Segment Open

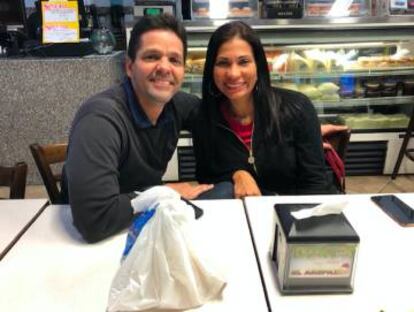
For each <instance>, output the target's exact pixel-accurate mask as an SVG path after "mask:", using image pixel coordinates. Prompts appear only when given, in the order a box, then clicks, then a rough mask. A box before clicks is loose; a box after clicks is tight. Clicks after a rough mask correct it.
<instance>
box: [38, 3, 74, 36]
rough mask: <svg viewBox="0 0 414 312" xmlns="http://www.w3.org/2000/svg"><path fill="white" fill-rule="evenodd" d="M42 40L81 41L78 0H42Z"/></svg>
mask: <svg viewBox="0 0 414 312" xmlns="http://www.w3.org/2000/svg"><path fill="white" fill-rule="evenodd" d="M41 3H42V20H43V23H42V34H43V36H42V42H43V43H60V42H79V11H78V2H77V1H42V2H41Z"/></svg>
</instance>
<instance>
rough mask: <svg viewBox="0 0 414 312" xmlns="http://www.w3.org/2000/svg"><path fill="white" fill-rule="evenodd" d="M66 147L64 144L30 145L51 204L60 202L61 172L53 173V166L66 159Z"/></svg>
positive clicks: (54, 203) (36, 165)
mask: <svg viewBox="0 0 414 312" xmlns="http://www.w3.org/2000/svg"><path fill="white" fill-rule="evenodd" d="M67 148H68V145H67V144H66V143H64V144H46V145H39V144H37V143H34V144H31V145H30V151H31V152H32V155H33V158H34V160H35V163H36V166H37V169H38V170H39V173H40V175H41V176H42V180H43V183H44V184H45V187H46V190H47V193H48V195H49V199H50V201H51V203H52V204H59V203H61V202H62V198H61V194H60V189H59V183H60V181H61V179H62V176H61V172H60V171H59V172H57V173H54V172H53V170H52V166H51V165H53V164H58V163H63V162H64V161H65V159H66V151H67Z"/></svg>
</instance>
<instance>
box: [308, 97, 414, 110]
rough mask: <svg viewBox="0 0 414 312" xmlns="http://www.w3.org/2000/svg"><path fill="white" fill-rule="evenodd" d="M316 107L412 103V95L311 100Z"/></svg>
mask: <svg viewBox="0 0 414 312" xmlns="http://www.w3.org/2000/svg"><path fill="white" fill-rule="evenodd" d="M312 103H313V105H314V106H315V107H316V108H335V107H337V108H342V107H355V106H381V105H412V104H414V96H396V97H391V96H390V97H380V98H359V99H340V100H339V101H319V100H313V101H312Z"/></svg>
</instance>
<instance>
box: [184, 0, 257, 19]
mask: <svg viewBox="0 0 414 312" xmlns="http://www.w3.org/2000/svg"><path fill="white" fill-rule="evenodd" d="M257 14H258V1H257V0H191V17H192V19H206V18H208V19H210V18H214V19H217V18H252V17H257V16H258V15H257Z"/></svg>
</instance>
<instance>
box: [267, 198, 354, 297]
mask: <svg viewBox="0 0 414 312" xmlns="http://www.w3.org/2000/svg"><path fill="white" fill-rule="evenodd" d="M316 205H317V204H276V205H275V207H274V209H275V213H274V226H273V229H274V235H273V238H274V239H273V243H272V246H271V250H270V253H271V257H272V260H273V264H274V265H273V268H274V273H275V274H276V276H277V281H278V284H279V289H280V291H281V293H282V294H296V293H298V294H299V293H301V294H303V293H351V292H352V291H353V277H354V273H355V264H356V256H357V250H358V246H359V237H358V234H357V233H356V232H355V230H354V229H353V227H352V226H351V224H350V223H349V221H348V220H347V219H346V217H345V215H344V214H343V213H340V214H331V215H325V216H320V217H311V218H307V219H302V220H296V219H295V218H294V217H293V216H292V215H291V212H292V211H298V210H301V209H306V208H311V207H314V206H316Z"/></svg>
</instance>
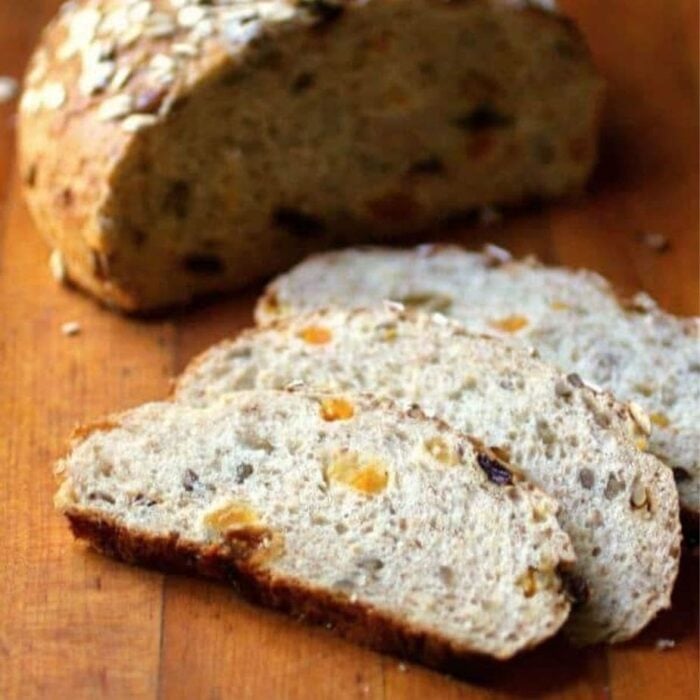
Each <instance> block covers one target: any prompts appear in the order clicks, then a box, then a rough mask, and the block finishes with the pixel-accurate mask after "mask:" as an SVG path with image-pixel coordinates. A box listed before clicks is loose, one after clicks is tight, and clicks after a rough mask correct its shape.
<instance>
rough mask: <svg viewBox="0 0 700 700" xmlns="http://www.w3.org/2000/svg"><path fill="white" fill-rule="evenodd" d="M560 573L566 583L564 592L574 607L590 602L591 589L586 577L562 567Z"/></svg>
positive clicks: (576, 606)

Segment Closed

- **WORK TO BE COMPLETED**: Give all entries again verbatim, without any images.

- **COMPLETED EXERCISE**:
For each <instance>, output the target's exact pixel-accurate mask as an SVG path after "mask:", using image pixel coordinates. Prompts appear only when given, in the order a box, then clicks, then a rough mask. A box before clicks is loose; a box after clicks is tight. Clicks after a rough mask correct it.
<instance>
box: [38, 3, 74, 36]
rough mask: <svg viewBox="0 0 414 312" xmlns="http://www.w3.org/2000/svg"><path fill="white" fill-rule="evenodd" d="M42 40L81 41L78 0H42Z"/></svg>
mask: <svg viewBox="0 0 414 312" xmlns="http://www.w3.org/2000/svg"><path fill="white" fill-rule="evenodd" d="M41 3H42V20H43V23H42V34H43V36H42V42H43V43H60V42H79V11H78V2H77V1H42V2H41Z"/></svg>
</instance>
<instance>
rough mask: <svg viewBox="0 0 414 312" xmlns="http://www.w3.org/2000/svg"><path fill="white" fill-rule="evenodd" d="M66 147L64 144L30 145L51 204L60 202L61 172L53 173V166L66 159Z"/></svg>
positive clicks: (54, 203) (36, 165)
mask: <svg viewBox="0 0 414 312" xmlns="http://www.w3.org/2000/svg"><path fill="white" fill-rule="evenodd" d="M67 148H68V145H67V144H66V143H64V144H46V145H39V144H37V143H34V144H31V145H30V151H31V152H32V155H33V158H34V160H35V163H36V166H37V169H38V170H39V173H40V175H41V176H42V180H43V183H44V184H45V187H46V190H47V193H48V195H49V199H50V201H51V203H52V204H59V203H61V202H62V198H61V194H60V189H59V183H60V181H61V179H62V176H61V172H60V171H59V172H57V173H54V172H53V170H52V166H51V165H53V164H58V163H63V162H64V161H65V159H66V151H67Z"/></svg>
</instance>
<instance>
box: [308, 97, 414, 110]
rough mask: <svg viewBox="0 0 414 312" xmlns="http://www.w3.org/2000/svg"><path fill="white" fill-rule="evenodd" d="M316 107L412 103V95L311 100Z"/></svg>
mask: <svg viewBox="0 0 414 312" xmlns="http://www.w3.org/2000/svg"><path fill="white" fill-rule="evenodd" d="M312 103H313V105H314V106H315V107H316V108H335V107H337V108H342V107H355V106H381V105H412V104H414V96H396V97H391V96H390V97H380V98H359V99H340V100H339V101H319V100H313V101H312Z"/></svg>
</instance>
<instance>
box: [184, 0, 257, 19]
mask: <svg viewBox="0 0 414 312" xmlns="http://www.w3.org/2000/svg"><path fill="white" fill-rule="evenodd" d="M257 14H258V1H257V0H191V17H192V19H206V18H208V19H210V18H214V19H217V18H252V17H257V16H258V15H257Z"/></svg>
</instance>
<instance>
box: [267, 198, 354, 297]
mask: <svg viewBox="0 0 414 312" xmlns="http://www.w3.org/2000/svg"><path fill="white" fill-rule="evenodd" d="M316 205H317V204H276V205H275V207H274V209H275V213H274V226H273V229H274V235H273V238H274V239H273V243H272V246H271V250H270V253H271V257H272V260H273V264H274V265H273V268H274V273H275V274H276V276H277V281H278V284H279V289H280V291H281V293H282V294H296V293H298V294H299V293H301V294H303V293H351V292H352V291H353V277H354V273H355V264H356V256H357V250H358V246H359V237H358V234H357V233H356V232H355V230H354V229H353V227H352V226H351V224H350V223H349V221H348V220H347V219H346V217H345V215H344V214H343V213H340V214H331V215H325V216H320V217H311V218H307V219H302V220H296V219H295V218H294V217H293V216H292V215H291V212H292V211H298V210H301V209H306V208H311V207H314V206H316Z"/></svg>
</instance>
Each <instance> block covers one target: any prompts appear in the order clicks, then a box, then a rough mask, and the block finishes with the pixel-accurate mask after "mask:" as an SVG path with image-pixel coordinates. A box listed before clicks is loose, one after clicks is tight, and clicks after a rough mask correct its shape.
<instance>
rough mask: <svg viewBox="0 0 700 700" xmlns="http://www.w3.org/2000/svg"><path fill="white" fill-rule="evenodd" d="M560 573L566 583L564 592L574 607L590 602L591 589L586 577L562 567Z"/></svg>
positive clicks: (576, 606)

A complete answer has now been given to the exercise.